Task =
Reproduce every one of the records below line for line, changing nothing.

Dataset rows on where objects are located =

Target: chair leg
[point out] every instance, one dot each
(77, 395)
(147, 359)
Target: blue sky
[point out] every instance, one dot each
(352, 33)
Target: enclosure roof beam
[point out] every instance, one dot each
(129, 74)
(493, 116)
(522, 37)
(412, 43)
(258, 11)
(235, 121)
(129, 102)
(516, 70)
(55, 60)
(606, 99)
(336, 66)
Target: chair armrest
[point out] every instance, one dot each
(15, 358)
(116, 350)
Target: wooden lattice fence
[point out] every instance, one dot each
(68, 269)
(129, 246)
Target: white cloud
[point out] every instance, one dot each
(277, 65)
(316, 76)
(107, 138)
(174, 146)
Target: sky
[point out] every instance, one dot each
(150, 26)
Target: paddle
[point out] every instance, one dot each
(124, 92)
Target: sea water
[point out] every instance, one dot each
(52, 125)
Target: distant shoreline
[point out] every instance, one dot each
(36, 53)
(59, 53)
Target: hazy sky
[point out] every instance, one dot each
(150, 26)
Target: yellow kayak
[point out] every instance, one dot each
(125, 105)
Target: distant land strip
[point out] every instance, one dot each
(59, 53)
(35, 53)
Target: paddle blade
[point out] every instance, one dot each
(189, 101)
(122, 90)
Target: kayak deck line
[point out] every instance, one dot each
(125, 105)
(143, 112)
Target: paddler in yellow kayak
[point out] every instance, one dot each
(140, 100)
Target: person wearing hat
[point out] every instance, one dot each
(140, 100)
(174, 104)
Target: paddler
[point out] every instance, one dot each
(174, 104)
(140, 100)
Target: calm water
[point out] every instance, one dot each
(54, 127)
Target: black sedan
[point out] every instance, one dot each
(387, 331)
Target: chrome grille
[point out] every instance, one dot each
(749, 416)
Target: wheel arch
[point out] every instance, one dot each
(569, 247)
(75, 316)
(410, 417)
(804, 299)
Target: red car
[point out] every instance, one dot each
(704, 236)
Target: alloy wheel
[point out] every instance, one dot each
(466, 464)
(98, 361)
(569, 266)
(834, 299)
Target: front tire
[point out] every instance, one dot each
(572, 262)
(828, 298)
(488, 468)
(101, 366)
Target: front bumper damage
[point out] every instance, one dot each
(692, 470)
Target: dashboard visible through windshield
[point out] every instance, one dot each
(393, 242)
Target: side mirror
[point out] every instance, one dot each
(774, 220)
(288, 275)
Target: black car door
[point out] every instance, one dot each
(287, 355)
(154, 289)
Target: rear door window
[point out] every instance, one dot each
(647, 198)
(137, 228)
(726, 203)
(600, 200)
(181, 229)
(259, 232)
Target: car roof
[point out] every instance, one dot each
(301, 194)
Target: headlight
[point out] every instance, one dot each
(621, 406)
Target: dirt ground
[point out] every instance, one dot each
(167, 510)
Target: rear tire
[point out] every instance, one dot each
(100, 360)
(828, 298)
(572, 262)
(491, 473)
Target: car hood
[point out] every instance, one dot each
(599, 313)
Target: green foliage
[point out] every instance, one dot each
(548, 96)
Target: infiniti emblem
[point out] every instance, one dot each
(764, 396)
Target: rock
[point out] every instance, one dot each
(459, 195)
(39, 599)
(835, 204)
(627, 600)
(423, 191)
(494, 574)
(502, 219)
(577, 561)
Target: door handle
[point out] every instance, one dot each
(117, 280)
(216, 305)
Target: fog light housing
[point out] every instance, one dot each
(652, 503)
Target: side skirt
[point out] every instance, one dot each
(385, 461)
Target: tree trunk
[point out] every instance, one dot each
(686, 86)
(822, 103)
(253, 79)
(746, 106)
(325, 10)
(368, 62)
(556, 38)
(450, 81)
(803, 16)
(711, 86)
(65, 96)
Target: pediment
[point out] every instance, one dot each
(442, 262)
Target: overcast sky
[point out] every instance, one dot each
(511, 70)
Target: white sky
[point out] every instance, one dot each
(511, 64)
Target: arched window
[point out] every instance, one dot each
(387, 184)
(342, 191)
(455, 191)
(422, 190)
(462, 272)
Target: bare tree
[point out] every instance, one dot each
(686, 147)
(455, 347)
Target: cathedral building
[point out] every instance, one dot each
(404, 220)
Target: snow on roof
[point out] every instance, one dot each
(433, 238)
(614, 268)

Problem solution =
Target: chair leg
[point out] every instance, one dot each
(77, 395)
(147, 359)
Target: blue sky
[point out] every instance, one dot each
(352, 33)
Target: enclosure roof beam
[point out] every instance, one dot each
(129, 74)
(493, 116)
(522, 37)
(412, 43)
(258, 11)
(235, 121)
(129, 102)
(516, 70)
(55, 60)
(606, 99)
(336, 66)
Target: chair armrest
[point out] every instance, one dot each
(15, 358)
(116, 350)
Target: wooden lattice fence
[point out] every instance, one dot each
(68, 269)
(129, 246)
Target: white cloud
[point out] every instance, one dot each
(277, 65)
(316, 76)
(107, 138)
(174, 146)
Target: sky
[point out] every instance, one dot each
(150, 26)
Target: paddle
[point out] every instance, one dot each
(124, 92)
Target: sea water
[point out] every instance, one dot each
(52, 125)
Target: distant shoreline
[point out] every instance, one dot each
(36, 53)
(59, 53)
Target: hazy sky
[point out] every instance, one dot each
(150, 26)
Target: yellow kayak
[point out] every instance, one dot each
(125, 105)
Target: distant land strip
[point out] every instance, one dot each
(59, 53)
(35, 53)
Target: paddle blade
[point out] every instance, one dot each
(189, 101)
(122, 90)
Target: kayak deck line
[point out] every instance, one dot each
(125, 105)
(143, 112)
Target: paddler in yellow kayak
[point out] every instance, one dot each
(140, 100)
Target: person wearing hat
[point out] every instance, one dot each
(140, 100)
(174, 104)
Target: paddler
[point out] every instance, one dot each
(174, 104)
(140, 100)
Target: calm water
[point out] every instance, one dot each
(54, 127)
Target: black sedan
[point out] every instance, one dot each
(387, 331)
Target: chrome grille
[point out] every instance, one dot each
(749, 416)
Target: wheel arch
[point out] every instance, one dot each
(569, 247)
(75, 316)
(410, 417)
(804, 299)
Target: red car
[point out] every instance, one dot each
(704, 236)
Target: alloy wheel
[point out] every instance, one dot each
(466, 464)
(98, 361)
(569, 266)
(834, 299)
Target: front tire
[point out] every instance, one dot each
(572, 262)
(828, 298)
(488, 468)
(101, 366)
Target: front bumper damage
[point out] every instance, one dot each
(692, 470)
Target: dashboard visible through windshield
[point out] every instance, one dot each
(393, 242)
Target: side mirror
[point out] every instance, one dot each
(774, 220)
(288, 275)
Target: black car door
[point out] every instance, one dot each
(287, 355)
(154, 289)
Target: rear door window
[point out] every instance, one dot each
(647, 198)
(137, 228)
(726, 203)
(600, 200)
(181, 229)
(259, 232)
Target: car roof
[point out] every instance, one dot each
(301, 194)
Target: headlight
[point out] every instance, one dot each
(621, 406)
Target: dirt ground
[point out] every instance, one dot each
(167, 510)
Target: rear tire
[point out] every instance, one dot each
(100, 360)
(828, 298)
(572, 262)
(491, 473)
Target: car hood
[point out] every instance, one dot each
(599, 313)
Target: green foliage
[point out] every instance, one dot each
(548, 96)
Target: infiniti emblem
[point out] every instance, one dot each
(764, 396)
Target: rock
[point out] every instance, one dot each
(459, 195)
(39, 599)
(835, 204)
(627, 600)
(423, 191)
(494, 574)
(502, 219)
(577, 561)
Target: door handle
[point out] every instance, one dot each
(117, 280)
(216, 305)
Target: fog light housing
[point out] every instance, one dot each
(652, 503)
Target: side skirt
[point out] every instance, one dot each
(385, 461)
Target: tree trunk
[point out] every instance, one dot each
(686, 86)
(822, 103)
(253, 79)
(746, 106)
(325, 10)
(368, 62)
(556, 38)
(450, 81)
(803, 16)
(711, 86)
(65, 96)
Target: pediment
[point out] every instance, one dot each
(442, 262)
Target: overcast sky
[point out] every instance, one dot each
(511, 70)
Target: white sky
[point out] every instance, one dot each
(511, 64)
Target: arched window
[point out] every instance, one dot each
(387, 184)
(342, 191)
(455, 191)
(422, 190)
(462, 272)
Target: bare tree
[point out] every instance, one dot each
(686, 147)
(455, 347)
Target: cathedral building
[point out] every instance, one dot each
(404, 220)
Target: snow on roof
[point out] every instance, one dot each
(433, 238)
(614, 268)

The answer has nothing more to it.